Açıklarken Ne Yapıcaz Peki?
Kural çok basit; somut ve net. Çocuklar biliyoruz ki somut işlemler döneminde. En çok kullanılan yanlışlardan biri; artık gökyüzünde bizi izliyor, uzaklara gitti, toprakta uyuyor gibi kafa karıştıran açıklamalar.
Şöyle demek kafa karışıklığını gidermek için önemli; o artık yaşamıyor, onu artık göremeyeceğiz. Bedeni ömrünü doldurdu, o yüzden nefes alamaz, yemek yiyemez, yürüyemez gibi basit açıklamalar yapmalıyız.
2. olarak ölüm uykuyla açıklanamaz; o uykuda, toprakta uyuyor, toprakta dinleniyor, ya da gökyüzünde gibi.
Yaş gruplarına göre ölümü açıklama şekli değişse de temelde, gelişimsel olarak (cinsel eğitimde de) bu böyledir, çocuklar soru getirdiklerinde mutlaka onlara soruyu yansıtarak –sen neyi merak ettin diyerek onun ihtiyacı olanı verip, fazlasını vermemek önemlidir. Sadece bir şey merak etmiş olabilir: Mesela; ölümle ilgili; acaba o üşümüş olabilir mi? Sadece bunu merak etmiş olabilir. Sonrasında da eğer tatmin olduysa gider oyununa devam eder, biz de yetişkinler olarak, nasıl yani deriz ve şaşırırız, bu durum çocukların çok güçlü olduklarının bir kanıtıdır ve öğrendiklerini sonrasında oyunla sindirecektir.

• **Veri Kümesi İçeriği**:
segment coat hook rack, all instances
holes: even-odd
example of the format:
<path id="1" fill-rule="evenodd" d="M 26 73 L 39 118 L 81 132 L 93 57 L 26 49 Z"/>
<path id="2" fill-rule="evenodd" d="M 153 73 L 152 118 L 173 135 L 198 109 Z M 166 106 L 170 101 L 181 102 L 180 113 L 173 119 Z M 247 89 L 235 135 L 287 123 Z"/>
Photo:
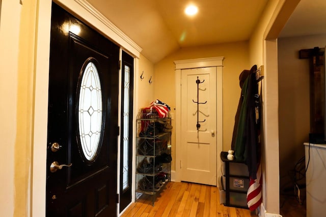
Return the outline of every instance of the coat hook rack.
<path id="1" fill-rule="evenodd" d="M 205 104 L 207 102 L 207 101 L 205 101 L 204 103 L 199 102 L 199 84 L 204 83 L 204 81 L 205 81 L 205 79 L 203 80 L 203 81 L 200 81 L 200 80 L 199 80 L 198 78 L 198 76 L 197 76 L 197 80 L 196 80 L 196 83 L 197 84 L 197 102 L 195 102 L 194 100 L 193 100 L 193 102 L 194 102 L 195 103 L 197 104 L 197 111 L 196 112 L 197 113 L 197 124 L 196 125 L 196 127 L 198 131 L 199 131 L 199 128 L 200 128 L 200 123 L 202 123 L 203 122 L 205 122 L 206 121 L 206 119 L 204 119 L 204 120 L 201 121 L 199 121 L 199 112 L 200 112 L 199 111 L 199 104 Z"/>

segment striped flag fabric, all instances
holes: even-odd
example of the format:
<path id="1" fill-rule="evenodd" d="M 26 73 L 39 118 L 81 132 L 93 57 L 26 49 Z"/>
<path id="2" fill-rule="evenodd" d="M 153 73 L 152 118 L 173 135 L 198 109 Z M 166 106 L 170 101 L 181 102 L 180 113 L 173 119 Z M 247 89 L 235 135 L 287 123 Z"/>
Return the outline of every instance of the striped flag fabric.
<path id="1" fill-rule="evenodd" d="M 257 178 L 250 178 L 249 188 L 247 193 L 247 202 L 248 208 L 251 211 L 254 210 L 259 207 L 262 201 L 261 167 L 260 163 L 257 171 Z"/>

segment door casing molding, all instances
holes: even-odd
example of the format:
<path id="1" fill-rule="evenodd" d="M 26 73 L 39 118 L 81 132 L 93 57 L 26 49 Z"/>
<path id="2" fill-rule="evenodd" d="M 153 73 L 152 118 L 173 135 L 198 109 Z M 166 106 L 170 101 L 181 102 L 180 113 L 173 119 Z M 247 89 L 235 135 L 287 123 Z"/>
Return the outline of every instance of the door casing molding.
<path id="1" fill-rule="evenodd" d="M 181 160 L 182 147 L 181 142 L 181 70 L 186 69 L 216 67 L 216 158 L 220 156 L 220 153 L 223 148 L 223 68 L 224 56 L 201 58 L 192 59 L 175 60 L 175 89 L 176 89 L 176 114 L 175 114 L 175 134 L 176 134 L 176 163 L 175 171 L 172 171 L 171 179 L 175 181 L 181 181 L 181 169 L 180 162 Z M 216 159 L 216 177 L 220 175 L 220 161 Z M 217 182 L 217 180 L 216 180 Z"/>

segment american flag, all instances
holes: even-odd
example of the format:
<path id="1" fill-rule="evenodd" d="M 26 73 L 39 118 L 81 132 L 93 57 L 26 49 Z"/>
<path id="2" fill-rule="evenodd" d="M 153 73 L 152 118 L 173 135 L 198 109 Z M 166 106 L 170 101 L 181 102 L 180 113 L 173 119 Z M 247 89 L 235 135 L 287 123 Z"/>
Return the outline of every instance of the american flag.
<path id="1" fill-rule="evenodd" d="M 250 210 L 257 209 L 262 201 L 261 167 L 260 163 L 257 171 L 257 178 L 253 179 L 251 178 L 249 181 L 249 188 L 247 193 L 247 202 Z"/>

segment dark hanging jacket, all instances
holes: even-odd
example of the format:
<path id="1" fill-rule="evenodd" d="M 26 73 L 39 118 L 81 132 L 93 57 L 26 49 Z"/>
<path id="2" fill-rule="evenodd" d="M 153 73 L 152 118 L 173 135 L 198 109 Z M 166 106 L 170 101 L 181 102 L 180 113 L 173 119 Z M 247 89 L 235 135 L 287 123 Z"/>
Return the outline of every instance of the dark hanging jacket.
<path id="1" fill-rule="evenodd" d="M 237 161 L 244 161 L 251 178 L 256 178 L 258 149 L 259 125 L 256 121 L 255 109 L 257 106 L 258 87 L 256 80 L 257 66 L 250 70 L 249 77 L 242 87 L 243 97 L 239 114 L 234 148 Z"/>
<path id="2" fill-rule="evenodd" d="M 240 87 L 241 89 L 241 94 L 240 95 L 240 99 L 239 100 L 239 103 L 238 104 L 238 108 L 236 110 L 236 113 L 235 114 L 235 117 L 234 118 L 234 127 L 233 127 L 233 133 L 232 135 L 232 140 L 231 143 L 231 149 L 234 150 L 235 147 L 235 140 L 236 138 L 237 132 L 238 130 L 238 126 L 239 125 L 239 116 L 240 116 L 240 111 L 241 110 L 241 107 L 242 105 L 242 102 L 243 101 L 243 96 L 242 95 L 242 89 L 244 83 L 244 81 L 248 77 L 250 73 L 250 70 L 244 70 L 242 71 L 239 76 L 239 83 Z"/>

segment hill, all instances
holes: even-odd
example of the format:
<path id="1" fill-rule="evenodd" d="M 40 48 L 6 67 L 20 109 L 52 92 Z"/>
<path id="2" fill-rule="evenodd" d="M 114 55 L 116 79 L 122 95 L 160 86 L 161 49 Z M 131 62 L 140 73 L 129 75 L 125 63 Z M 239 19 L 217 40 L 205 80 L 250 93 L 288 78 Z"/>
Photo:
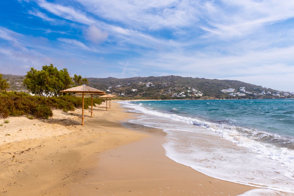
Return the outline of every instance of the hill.
<path id="1" fill-rule="evenodd" d="M 22 81 L 25 78 L 24 76 L 3 74 L 3 77 L 10 82 L 11 87 L 9 90 L 26 89 L 22 85 Z M 122 79 L 111 77 L 106 78 L 89 78 L 87 79 L 89 85 L 90 86 L 104 91 L 108 91 L 108 92 L 109 93 L 123 93 L 124 97 L 128 98 L 240 98 L 240 97 L 238 95 L 234 96 L 220 91 L 223 89 L 232 88 L 235 89 L 235 93 L 241 93 L 242 92 L 239 90 L 240 87 L 245 87 L 246 91 L 252 93 L 251 94 L 245 93 L 246 95 L 242 96 L 242 98 L 250 98 L 256 97 L 253 95 L 254 93 L 260 93 L 263 91 L 265 91 L 265 93 L 270 92 L 272 94 L 280 91 L 237 80 L 210 79 L 173 75 Z M 147 85 L 148 83 L 151 83 L 149 84 L 149 87 L 148 87 Z M 111 88 L 108 89 L 110 87 Z M 136 90 L 132 91 L 132 89 Z M 178 94 L 172 97 L 174 94 L 181 93 L 181 95 Z M 245 94 L 245 92 L 244 93 Z M 263 98 L 273 97 L 271 94 L 258 96 L 260 97 L 263 97 Z"/>
<path id="2" fill-rule="evenodd" d="M 237 80 L 212 80 L 173 75 L 135 77 L 123 79 L 112 77 L 91 78 L 88 79 L 90 85 L 104 91 L 106 91 L 108 87 L 111 86 L 111 88 L 108 90 L 112 93 L 123 93 L 125 96 L 128 97 L 141 97 L 148 99 L 161 98 L 170 99 L 174 93 L 180 93 L 182 92 L 184 92 L 183 94 L 186 96 L 181 98 L 187 98 L 188 94 L 192 94 L 193 91 L 191 90 L 192 88 L 196 90 L 195 92 L 196 94 L 202 93 L 203 97 L 218 98 L 234 98 L 233 96 L 229 95 L 227 93 L 220 92 L 222 89 L 229 88 L 235 89 L 235 92 L 239 92 L 240 87 L 245 87 L 246 91 L 252 93 L 252 94 L 247 94 L 243 98 L 253 97 L 253 93 L 260 93 L 264 91 L 266 93 L 268 91 L 271 93 L 279 91 Z M 151 83 L 149 87 L 146 87 L 148 83 Z M 154 86 L 151 86 L 151 85 Z M 116 85 L 121 86 L 115 87 Z M 131 91 L 131 89 L 136 89 L 137 90 L 132 92 Z M 188 91 L 191 92 L 187 92 Z M 195 97 L 192 95 L 191 97 Z M 178 98 L 176 97 L 173 98 Z"/>

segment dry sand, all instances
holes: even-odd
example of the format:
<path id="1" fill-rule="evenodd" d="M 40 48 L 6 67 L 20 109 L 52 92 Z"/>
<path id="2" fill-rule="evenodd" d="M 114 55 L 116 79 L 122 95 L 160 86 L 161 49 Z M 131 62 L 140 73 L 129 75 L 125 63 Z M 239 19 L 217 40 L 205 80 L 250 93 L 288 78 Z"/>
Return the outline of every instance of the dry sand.
<path id="1" fill-rule="evenodd" d="M 161 130 L 123 126 L 137 115 L 112 104 L 107 112 L 105 103 L 95 107 L 84 126 L 78 109 L 9 118 L 0 127 L 0 195 L 234 195 L 253 188 L 172 161 Z"/>

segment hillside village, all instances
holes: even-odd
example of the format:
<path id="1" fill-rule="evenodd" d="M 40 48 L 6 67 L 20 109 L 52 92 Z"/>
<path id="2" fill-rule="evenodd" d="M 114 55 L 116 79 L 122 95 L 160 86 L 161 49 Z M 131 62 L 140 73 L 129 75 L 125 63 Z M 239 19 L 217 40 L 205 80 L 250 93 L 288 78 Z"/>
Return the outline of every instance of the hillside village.
<path id="1" fill-rule="evenodd" d="M 10 85 L 9 90 L 34 95 L 22 85 L 24 76 L 4 74 L 3 76 Z M 294 93 L 281 91 L 237 81 L 174 76 L 121 79 L 111 77 L 88 79 L 89 86 L 119 96 L 122 99 L 294 98 Z"/>

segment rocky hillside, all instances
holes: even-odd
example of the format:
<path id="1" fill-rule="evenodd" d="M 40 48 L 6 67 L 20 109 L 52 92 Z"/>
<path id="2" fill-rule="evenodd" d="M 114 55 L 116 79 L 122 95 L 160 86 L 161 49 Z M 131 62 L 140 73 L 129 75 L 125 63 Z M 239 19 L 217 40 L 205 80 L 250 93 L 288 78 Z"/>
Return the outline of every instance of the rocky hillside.
<path id="1" fill-rule="evenodd" d="M 3 74 L 3 77 L 10 82 L 11 88 L 9 90 L 26 89 L 25 87 L 22 85 L 24 78 L 24 76 Z M 239 88 L 241 87 L 245 87 L 246 91 L 253 93 L 252 94 L 246 94 L 246 96 L 243 96 L 242 98 L 253 98 L 253 93 L 259 93 L 263 91 L 265 92 L 269 91 L 272 93 L 278 91 L 237 80 L 211 80 L 173 75 L 123 79 L 111 77 L 106 78 L 90 78 L 88 79 L 89 85 L 90 86 L 104 91 L 108 90 L 109 91 L 108 92 L 109 93 L 123 93 L 125 95 L 124 97 L 128 98 L 170 99 L 174 93 L 183 92 L 184 93 L 183 94 L 186 95 L 186 96 L 176 96 L 172 98 L 240 98 L 240 97 L 234 97 L 227 93 L 221 93 L 220 91 L 230 88 L 235 89 L 235 92 L 239 92 Z M 151 83 L 149 84 L 149 87 L 147 86 L 148 83 Z M 116 87 L 117 85 L 119 86 Z M 111 88 L 108 89 L 110 87 Z M 191 90 L 192 88 L 194 89 L 194 92 L 196 94 L 201 94 L 202 96 L 196 97 L 193 95 L 193 91 Z M 137 90 L 133 91 L 131 90 L 132 89 Z M 189 92 L 189 91 L 191 92 Z M 191 96 L 188 97 L 189 94 Z M 271 96 L 270 95 L 263 96 L 268 98 Z"/>
<path id="2" fill-rule="evenodd" d="M 190 90 L 189 88 L 190 89 L 191 88 L 197 89 L 197 92 L 203 93 L 203 97 L 209 97 L 218 98 L 234 98 L 227 93 L 220 92 L 222 89 L 230 88 L 235 89 L 236 92 L 238 92 L 240 87 L 245 87 L 246 91 L 257 93 L 260 93 L 263 91 L 266 92 L 268 91 L 272 93 L 278 91 L 270 88 L 265 89 L 260 86 L 236 80 L 211 80 L 172 75 L 135 77 L 123 79 L 111 77 L 88 79 L 91 86 L 103 91 L 106 91 L 109 87 L 111 86 L 111 88 L 108 90 L 111 93 L 123 93 L 125 96 L 128 97 L 141 97 L 151 99 L 170 98 L 171 96 L 173 93 L 182 92 L 185 92 L 184 94 L 187 95 L 188 94 L 187 91 Z M 139 83 L 140 82 L 141 84 Z M 149 87 L 146 87 L 148 83 L 149 82 L 152 84 L 149 85 Z M 128 85 L 128 84 L 129 84 Z M 151 84 L 154 85 L 154 86 L 151 86 Z M 115 87 L 118 85 L 121 86 Z M 131 91 L 132 89 L 136 89 L 137 90 L 133 92 Z M 167 92 L 168 93 L 167 93 Z M 164 95 L 164 94 L 166 94 Z M 253 97 L 253 95 L 247 95 L 243 98 L 249 98 Z"/>

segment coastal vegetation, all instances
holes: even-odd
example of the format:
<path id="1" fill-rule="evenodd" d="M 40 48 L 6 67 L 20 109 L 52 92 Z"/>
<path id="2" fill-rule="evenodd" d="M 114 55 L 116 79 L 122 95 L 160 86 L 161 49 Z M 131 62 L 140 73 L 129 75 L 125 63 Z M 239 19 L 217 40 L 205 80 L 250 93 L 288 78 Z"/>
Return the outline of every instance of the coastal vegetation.
<path id="1" fill-rule="evenodd" d="M 43 66 L 41 70 L 32 67 L 25 77 L 24 85 L 33 93 L 41 96 L 60 96 L 60 91 L 73 83 L 66 68 L 59 71 L 52 64 Z"/>
<path id="2" fill-rule="evenodd" d="M 103 101 L 101 99 L 94 98 L 93 105 L 100 104 Z M 91 98 L 85 98 L 84 108 L 88 109 L 91 105 Z M 52 116 L 53 109 L 61 109 L 67 112 L 81 107 L 82 98 L 74 96 L 66 95 L 46 97 L 32 96 L 24 93 L 0 93 L 0 118 L 28 115 L 47 118 Z"/>
<path id="3" fill-rule="evenodd" d="M 2 74 L 0 74 L 0 93 L 6 92 L 9 86 L 6 79 L 2 79 Z"/>
<path id="4" fill-rule="evenodd" d="M 53 65 L 51 66 L 53 67 Z M 57 72 L 56 70 L 57 69 L 56 69 L 55 71 Z M 22 86 L 22 82 L 25 78 L 24 76 L 3 75 L 3 78 L 10 82 L 10 87 L 8 90 L 26 89 L 31 91 L 31 90 L 27 86 Z M 172 75 L 125 78 L 117 78 L 111 77 L 106 78 L 83 78 L 81 76 L 75 74 L 71 78 L 71 86 L 75 86 L 84 83 L 91 87 L 106 91 L 108 93 L 113 93 L 118 96 L 115 99 L 169 100 L 274 98 L 276 99 L 282 98 L 291 98 L 294 96 L 289 94 L 289 96 L 281 96 L 279 97 L 275 96 L 273 96 L 273 94 L 276 94 L 277 92 L 280 91 L 270 88 L 265 88 L 261 86 L 236 80 L 210 79 Z M 58 81 L 58 80 L 55 80 Z M 146 84 L 149 83 L 152 84 L 150 84 L 151 85 L 150 85 L 149 87 L 147 87 Z M 54 83 L 53 83 L 54 84 Z M 48 83 L 45 84 L 48 85 Z M 40 86 L 40 87 L 42 86 Z M 235 92 L 242 93 L 239 89 L 240 87 L 243 87 L 245 88 L 246 91 L 252 93 L 252 94 L 246 93 L 245 96 L 233 96 L 230 95 L 229 93 L 221 92 L 223 89 L 232 88 L 235 89 Z M 109 88 L 109 87 L 111 88 Z M 46 88 L 42 88 L 41 89 L 50 89 Z M 55 86 L 53 86 L 51 89 L 54 88 L 55 88 Z M 196 94 L 198 93 L 197 92 L 199 93 L 201 92 L 202 96 L 197 96 L 193 95 L 191 89 L 189 88 L 194 88 L 197 91 L 195 92 Z M 134 91 L 133 91 L 132 89 L 134 89 Z M 263 91 L 265 91 L 265 93 L 268 91 L 271 92 L 271 94 L 266 94 L 265 96 L 259 95 Z M 46 92 L 47 91 L 50 92 L 52 92 L 48 90 L 43 90 L 43 91 L 45 93 L 42 93 L 43 96 L 46 96 Z M 183 92 L 184 93 L 182 93 Z M 281 95 L 282 95 L 285 92 L 281 91 L 280 93 Z M 182 93 L 182 97 L 181 96 L 173 96 L 175 93 L 179 94 L 181 93 Z M 255 96 L 254 93 L 255 93 L 258 95 Z M 54 93 L 52 94 L 55 94 Z M 122 94 L 123 95 L 122 95 Z M 189 94 L 191 94 L 191 96 L 190 96 Z M 184 96 L 185 95 L 185 96 Z"/>

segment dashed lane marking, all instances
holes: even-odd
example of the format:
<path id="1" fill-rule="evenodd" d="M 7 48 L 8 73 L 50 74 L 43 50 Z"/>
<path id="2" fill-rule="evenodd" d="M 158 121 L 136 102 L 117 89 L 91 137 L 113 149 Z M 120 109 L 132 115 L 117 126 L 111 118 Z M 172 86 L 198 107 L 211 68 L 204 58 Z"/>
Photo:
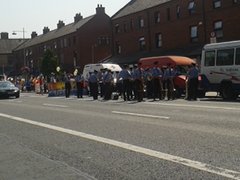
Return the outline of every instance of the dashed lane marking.
<path id="1" fill-rule="evenodd" d="M 206 164 L 206 163 L 202 163 L 202 162 L 199 162 L 199 161 L 193 161 L 193 160 L 190 160 L 190 159 L 182 158 L 182 157 L 179 157 L 179 156 L 173 156 L 173 155 L 170 155 L 170 154 L 166 154 L 166 153 L 162 153 L 162 152 L 159 152 L 159 151 L 135 146 L 135 145 L 132 145 L 132 144 L 127 144 L 127 143 L 124 143 L 124 142 L 120 142 L 120 141 L 116 141 L 116 140 L 112 140 L 112 139 L 108 139 L 108 138 L 103 138 L 103 137 L 95 136 L 95 135 L 92 135 L 92 134 L 86 134 L 86 133 L 79 132 L 79 131 L 74 131 L 74 130 L 71 130 L 71 129 L 66 129 L 66 128 L 62 128 L 62 127 L 58 127 L 58 126 L 53 126 L 53 125 L 50 125 L 50 124 L 36 122 L 36 121 L 29 120 L 29 119 L 24 119 L 24 118 L 20 118 L 20 117 L 16 117 L 16 116 L 11 116 L 11 115 L 8 115 L 8 114 L 0 113 L 0 116 L 4 117 L 4 118 L 12 119 L 14 121 L 23 122 L 23 123 L 31 124 L 31 125 L 34 125 L 34 126 L 39 126 L 39 127 L 51 129 L 51 130 L 54 130 L 54 131 L 58 131 L 58 132 L 61 132 L 61 133 L 70 134 L 70 135 L 77 136 L 77 137 L 80 137 L 80 138 L 89 139 L 89 140 L 96 141 L 96 142 L 99 142 L 99 143 L 112 145 L 112 146 L 115 146 L 115 147 L 118 147 L 118 148 L 121 148 L 121 149 L 141 153 L 141 154 L 151 156 L 151 157 L 155 157 L 155 158 L 158 158 L 158 159 L 161 159 L 161 160 L 174 162 L 174 163 L 177 163 L 177 164 L 181 164 L 181 165 L 184 165 L 184 166 L 187 166 L 187 167 L 198 169 L 198 170 L 201 170 L 201 171 L 204 171 L 204 172 L 209 172 L 209 173 L 219 175 L 219 176 L 222 176 L 222 177 L 227 177 L 227 178 L 230 178 L 230 179 L 240 180 L 240 172 L 238 172 L 238 171 L 224 169 L 224 168 L 221 168 L 221 167 L 216 167 L 216 166 Z"/>
<path id="2" fill-rule="evenodd" d="M 138 114 L 138 113 L 130 113 L 130 112 L 112 111 L 112 113 L 121 114 L 121 115 L 138 116 L 138 117 L 157 118 L 157 119 L 170 119 L 170 117 L 167 117 L 167 116 L 155 116 L 155 115 L 149 115 L 149 114 Z"/>
<path id="3" fill-rule="evenodd" d="M 68 107 L 68 106 L 58 105 L 58 104 L 43 104 L 43 106 L 60 107 L 60 108 L 67 108 Z"/>

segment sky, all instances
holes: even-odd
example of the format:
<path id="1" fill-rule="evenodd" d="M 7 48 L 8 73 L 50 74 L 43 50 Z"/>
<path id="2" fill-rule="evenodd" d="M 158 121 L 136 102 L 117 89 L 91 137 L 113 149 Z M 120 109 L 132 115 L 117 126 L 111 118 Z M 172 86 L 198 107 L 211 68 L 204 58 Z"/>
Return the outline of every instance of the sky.
<path id="1" fill-rule="evenodd" d="M 57 28 L 62 20 L 73 23 L 76 13 L 83 18 L 94 15 L 101 4 L 110 17 L 130 0 L 2 0 L 0 3 L 0 32 L 8 32 L 9 38 L 30 38 L 36 31 L 42 34 L 45 26 Z M 12 35 L 15 31 L 16 35 Z M 24 36 L 23 36 L 24 35 Z"/>

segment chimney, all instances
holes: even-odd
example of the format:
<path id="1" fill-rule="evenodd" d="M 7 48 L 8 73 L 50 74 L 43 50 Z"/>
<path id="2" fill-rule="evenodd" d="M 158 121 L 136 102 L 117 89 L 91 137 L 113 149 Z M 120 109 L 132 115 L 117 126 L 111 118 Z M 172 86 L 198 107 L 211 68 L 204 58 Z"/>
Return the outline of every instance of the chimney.
<path id="1" fill-rule="evenodd" d="M 35 38 L 35 37 L 37 37 L 37 32 L 36 32 L 36 31 L 33 31 L 32 34 L 31 34 L 31 38 L 33 39 L 33 38 Z"/>
<path id="2" fill-rule="evenodd" d="M 76 15 L 75 15 L 75 17 L 74 17 L 74 23 L 77 23 L 77 22 L 79 22 L 80 20 L 82 20 L 83 19 L 83 17 L 82 17 L 82 15 L 81 15 L 81 13 L 77 13 Z"/>
<path id="3" fill-rule="evenodd" d="M 1 39 L 8 39 L 8 33 L 7 32 L 1 32 Z"/>
<path id="4" fill-rule="evenodd" d="M 105 8 L 102 7 L 101 4 L 98 4 L 98 7 L 96 8 L 96 14 L 105 14 Z"/>
<path id="5" fill-rule="evenodd" d="M 50 29 L 48 27 L 44 27 L 43 28 L 43 34 L 47 34 L 50 31 Z"/>
<path id="6" fill-rule="evenodd" d="M 63 26 L 65 26 L 64 22 L 63 21 L 58 21 L 58 24 L 57 24 L 57 28 L 60 29 L 62 28 Z"/>

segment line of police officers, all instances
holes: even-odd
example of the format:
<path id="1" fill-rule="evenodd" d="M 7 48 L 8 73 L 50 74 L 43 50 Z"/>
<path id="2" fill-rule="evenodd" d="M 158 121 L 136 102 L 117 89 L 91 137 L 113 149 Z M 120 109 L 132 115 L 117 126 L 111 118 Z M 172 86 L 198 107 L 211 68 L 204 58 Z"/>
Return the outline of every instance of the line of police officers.
<path id="1" fill-rule="evenodd" d="M 143 101 L 144 95 L 148 99 L 173 100 L 174 96 L 174 77 L 177 71 L 168 64 L 166 67 L 159 68 L 158 62 L 154 62 L 154 66 L 148 69 L 142 69 L 141 64 L 134 65 L 130 68 L 129 65 L 124 65 L 122 71 L 114 74 L 109 69 L 101 69 L 99 72 L 91 72 L 88 78 L 88 87 L 90 95 L 94 100 L 98 99 L 99 90 L 100 96 L 104 100 L 110 100 L 112 93 L 117 92 L 124 101 L 137 100 Z M 186 76 L 186 96 L 187 100 L 197 99 L 198 88 L 198 68 L 195 64 L 189 67 Z M 116 82 L 114 82 L 116 79 Z M 81 74 L 75 78 L 77 83 L 77 96 L 82 97 L 84 88 L 84 78 Z M 66 78 L 65 85 L 69 87 L 69 80 Z M 144 94 L 144 89 L 146 94 Z M 66 90 L 66 97 L 69 97 L 69 89 Z"/>

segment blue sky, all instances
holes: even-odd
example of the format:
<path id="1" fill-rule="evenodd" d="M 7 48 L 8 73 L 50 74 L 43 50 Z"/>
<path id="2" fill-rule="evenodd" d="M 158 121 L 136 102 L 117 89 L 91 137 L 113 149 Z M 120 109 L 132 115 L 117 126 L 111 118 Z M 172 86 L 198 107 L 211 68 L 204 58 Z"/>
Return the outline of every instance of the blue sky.
<path id="1" fill-rule="evenodd" d="M 73 22 L 76 13 L 83 18 L 95 14 L 98 4 L 105 7 L 109 16 L 115 14 L 130 0 L 4 0 L 0 6 L 0 32 L 9 38 L 30 38 L 32 31 L 42 34 L 44 26 L 56 29 L 59 20 Z M 13 31 L 17 35 L 12 35 Z"/>

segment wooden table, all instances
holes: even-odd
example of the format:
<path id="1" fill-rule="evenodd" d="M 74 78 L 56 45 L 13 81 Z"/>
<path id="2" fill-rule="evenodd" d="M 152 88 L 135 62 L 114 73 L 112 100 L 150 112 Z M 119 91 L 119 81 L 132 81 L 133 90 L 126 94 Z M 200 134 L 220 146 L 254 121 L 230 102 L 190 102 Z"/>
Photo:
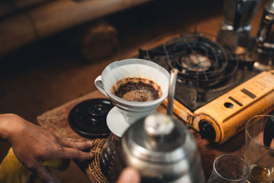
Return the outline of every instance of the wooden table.
<path id="1" fill-rule="evenodd" d="M 70 127 L 68 116 L 71 110 L 76 104 L 82 101 L 95 98 L 105 98 L 105 97 L 99 90 L 95 90 L 43 113 L 37 117 L 38 123 L 46 130 L 54 133 L 58 132 L 65 137 L 85 139 Z M 163 105 L 160 105 L 157 110 L 160 114 L 166 113 L 166 108 Z M 242 157 L 245 143 L 245 133 L 243 132 L 219 146 L 210 143 L 206 139 L 201 139 L 200 134 L 192 128 L 190 128 L 190 131 L 197 141 L 206 179 L 208 179 L 210 175 L 214 160 L 218 156 L 229 154 Z M 96 182 L 92 172 L 88 169 L 88 162 L 75 162 L 86 173 L 91 182 Z"/>

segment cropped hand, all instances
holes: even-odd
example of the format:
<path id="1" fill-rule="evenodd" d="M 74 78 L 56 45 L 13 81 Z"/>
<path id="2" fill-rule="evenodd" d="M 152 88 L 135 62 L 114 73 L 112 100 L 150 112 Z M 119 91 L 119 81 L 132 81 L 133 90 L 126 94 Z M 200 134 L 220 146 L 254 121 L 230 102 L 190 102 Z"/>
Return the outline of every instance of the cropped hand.
<path id="1" fill-rule="evenodd" d="M 11 144 L 18 160 L 44 182 L 54 182 L 44 161 L 93 158 L 92 154 L 81 151 L 91 147 L 92 142 L 62 137 L 16 114 L 0 114 L 0 130 L 3 127 L 5 130 L 0 132 L 0 137 Z"/>

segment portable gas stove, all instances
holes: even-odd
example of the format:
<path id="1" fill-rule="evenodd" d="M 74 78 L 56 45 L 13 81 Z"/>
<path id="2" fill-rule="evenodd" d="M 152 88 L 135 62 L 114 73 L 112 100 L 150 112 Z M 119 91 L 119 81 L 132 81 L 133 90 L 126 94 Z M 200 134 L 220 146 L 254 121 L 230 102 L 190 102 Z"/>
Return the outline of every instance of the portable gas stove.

• **İstenen**:
Aşağıdaki ifadelerin okuma metniyle uyuşup uyuşmadığını belirtiniz: (a) Ölüm, çocuklara uykuyla açıklanabilir. (b) Çocuklar somut işlemler dönemindedir. (c) Çocuk soru sorduğunda ona ihtiyacından fazlasını vermek önemlidir. Her biri için "evet" ya da "hayır" deyip okuma metninden belirleyici ifadeyi aynen aktarınız. Kayıtlara başvurulması gerekmemektedir.

• **Sonuç**:
(a) Hayır: "ölüm uykuyla açıklanamaz"
(b) Evet: "Çocuklar biliyoruz ki somut işlemler döneminde."
(c) Hayır: "onun ihtiyacı olanı verip, fazlasını vermemek önemlidir"